*EXCERPT TO READ*:
____

ELRC 302 -20 /21 NW
Award  Date:
08 June 2021
CASE NO.: ELRC 302 -20 /21 NW
In the matter between:-




ARBITRATOR: Ramatobane Maodi
HEARD: 15 April 2021 and 20 May 2021
DATE OF AWARD: 08 June 2021

SUMMARY: Labour Relations Act 66 of 1995 –Section 186(2)(b) – Unfair Labour

Practice by employer relating to unfair suspension.


1. The arbitration was held on 15 April and 20 May 2021 and the process was conducted virtually.

2. The applicant, Thobejane Walter Maatolong was present and was represented by Tsholofelo Monkwe, an official from SADTU. The respondent, Department of Education – North West was represented by Martin Keetile, its Labour Relation Practitioner. The proceedings were recorded digitally. The parties were given opportunity to submit their closing arguments on or before 27 May 2021. The arguments were duly submitted on 27 May 2021.
3. The Applicant had referred the dispute of unfair labour practice to the Council for Conciliation. The dispute could not be resolved and a certificate of outcome of conciliation to that effect was issued. The applicant then requested that the dispute be arbitrated.
4. I am required to decide whether or not the respondent acted fairly by placing the applicant on precautionary suspension for a period exceeding 90 days, the administrator had the authority to extend the suspension and that the reason for the extension was valid. If I found in favour of the applicant, I must also determine the appropriate relief.

5. One set of document was entered into the arbitration process and I marked it as follows;
Bundle A – a joint bundle of documents from page 1 – 13.

6. This is an arbitration award with brief reasons as contemplated in section 138(7)(a) of the Labour Relations Act, 1995.A summary of relevant evidence is provided under “Survey of Evidence” and “Analysis of Evidence and Argument” infra.

7. The Applicant earns a monthly salary of R30 515.91 (Thirty Thousand Five Hundred and Fifteen Rand and Ninety One Cents Only. He seeks compensation as a relief for what he considered to be his unfair suspension.

____

*SET OF TASKS*:
1. In the arbitration award, who represented the respondent, Department of Education – North West?
2. Continue the arbitration award after its last paragraph.

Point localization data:

____

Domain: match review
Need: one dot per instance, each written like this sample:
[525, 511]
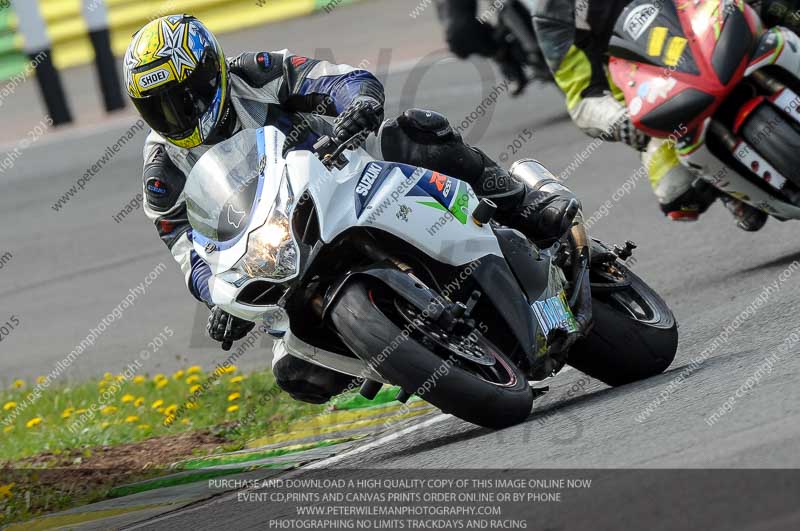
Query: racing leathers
[301, 96]
[574, 36]
[468, 33]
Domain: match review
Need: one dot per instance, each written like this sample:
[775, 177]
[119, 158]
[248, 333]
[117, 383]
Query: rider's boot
[681, 196]
[522, 202]
[425, 138]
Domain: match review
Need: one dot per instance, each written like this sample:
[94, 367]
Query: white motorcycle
[397, 275]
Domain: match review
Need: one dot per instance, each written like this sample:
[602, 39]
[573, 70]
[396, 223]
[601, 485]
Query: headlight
[272, 253]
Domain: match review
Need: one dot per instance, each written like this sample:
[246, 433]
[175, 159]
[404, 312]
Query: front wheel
[462, 374]
[635, 335]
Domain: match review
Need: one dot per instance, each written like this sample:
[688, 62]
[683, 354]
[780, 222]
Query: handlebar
[331, 153]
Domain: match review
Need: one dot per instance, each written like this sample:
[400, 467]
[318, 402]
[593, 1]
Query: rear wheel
[635, 335]
[462, 374]
[776, 138]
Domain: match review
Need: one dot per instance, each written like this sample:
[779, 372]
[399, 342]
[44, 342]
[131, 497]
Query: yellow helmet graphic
[177, 77]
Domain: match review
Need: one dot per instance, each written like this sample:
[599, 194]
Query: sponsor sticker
[154, 78]
[368, 179]
[235, 217]
[555, 313]
[639, 19]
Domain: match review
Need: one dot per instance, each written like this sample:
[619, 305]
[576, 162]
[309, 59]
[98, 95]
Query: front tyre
[469, 379]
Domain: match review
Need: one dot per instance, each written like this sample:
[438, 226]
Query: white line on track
[376, 443]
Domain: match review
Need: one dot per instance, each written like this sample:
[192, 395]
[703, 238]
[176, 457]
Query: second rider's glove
[226, 328]
[364, 115]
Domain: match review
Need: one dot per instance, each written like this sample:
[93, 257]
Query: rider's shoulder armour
[163, 181]
[257, 69]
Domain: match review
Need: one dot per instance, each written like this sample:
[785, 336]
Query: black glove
[226, 328]
[364, 116]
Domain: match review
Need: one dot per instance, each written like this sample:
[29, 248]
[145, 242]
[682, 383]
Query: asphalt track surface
[70, 268]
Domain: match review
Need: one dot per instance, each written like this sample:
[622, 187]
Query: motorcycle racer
[193, 97]
[467, 35]
[574, 36]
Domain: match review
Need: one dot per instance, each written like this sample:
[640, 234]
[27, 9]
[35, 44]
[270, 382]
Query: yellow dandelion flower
[5, 490]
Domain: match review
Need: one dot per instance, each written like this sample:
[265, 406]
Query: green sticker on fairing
[459, 208]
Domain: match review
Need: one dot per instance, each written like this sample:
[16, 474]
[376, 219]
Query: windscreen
[222, 187]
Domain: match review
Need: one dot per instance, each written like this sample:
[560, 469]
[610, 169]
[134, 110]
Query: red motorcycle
[709, 76]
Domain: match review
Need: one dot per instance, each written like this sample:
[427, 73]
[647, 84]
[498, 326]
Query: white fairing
[433, 231]
[450, 238]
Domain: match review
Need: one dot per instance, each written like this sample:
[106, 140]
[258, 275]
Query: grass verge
[96, 435]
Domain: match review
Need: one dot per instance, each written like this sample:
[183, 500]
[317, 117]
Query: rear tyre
[371, 327]
[635, 335]
[774, 136]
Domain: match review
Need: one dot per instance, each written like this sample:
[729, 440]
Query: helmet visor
[175, 111]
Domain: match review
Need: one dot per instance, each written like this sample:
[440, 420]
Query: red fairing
[648, 87]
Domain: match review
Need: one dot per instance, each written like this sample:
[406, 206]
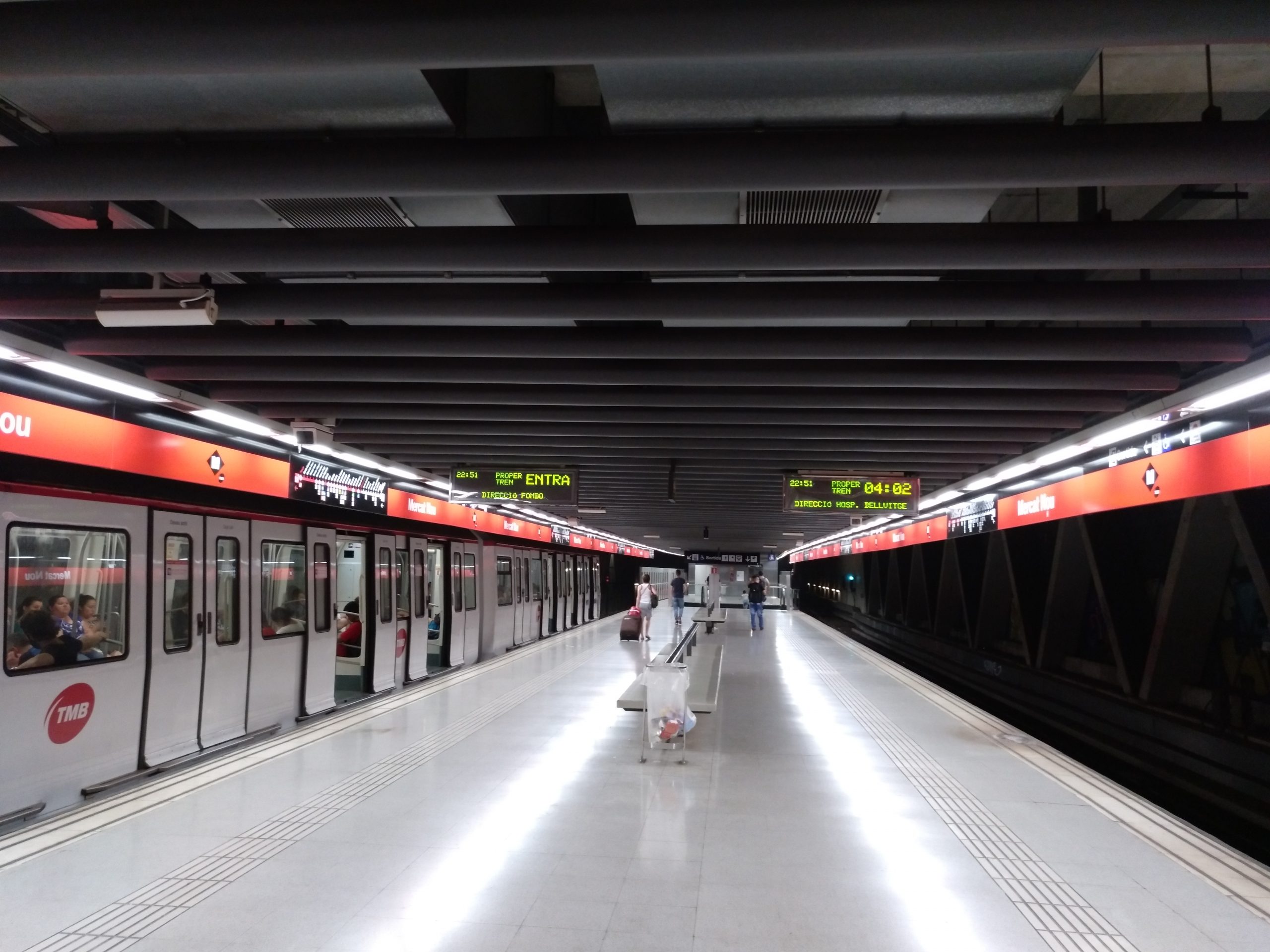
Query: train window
[284, 581]
[80, 577]
[469, 583]
[504, 567]
[228, 592]
[403, 588]
[177, 620]
[321, 587]
[384, 574]
[420, 583]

____

*ANSWERS BY ITEM*:
1. Martin Keetile, its Labour Relation Practitioner.

2.
8. The parties concluded pre arbitration minutes dated 30 March 2021 and agreed to the following factors as being common course:-
8.1 The applicant is an employee of the respondent. He is a Departmental Head attached to Geelhout Park Secondary School in Bojanala District.
8.2 On 14 February 2020 he was placed on a special leave following an incident of a learner’s assault at school.
8.3 On 14 February 2020 he received a letter of intention to suspend him.
8.4 On 20 February 2020 he was placed on precautionary suspension.
8.5 On 18 March 2020 he was formally charged and the case was scheduled for 26 March 2020.
8.6 On 05 May 2020 the Administrator extended his precautionary suspension till further notice because the case was still being investigated.
8.7 On 09 July 2020 he received a notice to appear before a disciplinary hearing and the case was scheduled for 20 July 2020.
8.8 The charge of section 18 (1) (r) was preferred and he pleaded guilty. A sanction of a fine of 1 month was imposed.
The Evidence of Thobejane Walter Maatolong;
9. He testified that he referred the dispute for three reasons. Firstly, the precautionary suspension was longer than the period prescribed by the code, secondly the administrator did not have the authority to extend his precautionary suspension beyond the 90 days period, and thirdly the reason advanced by the administrator for extension of his suspension was invalid.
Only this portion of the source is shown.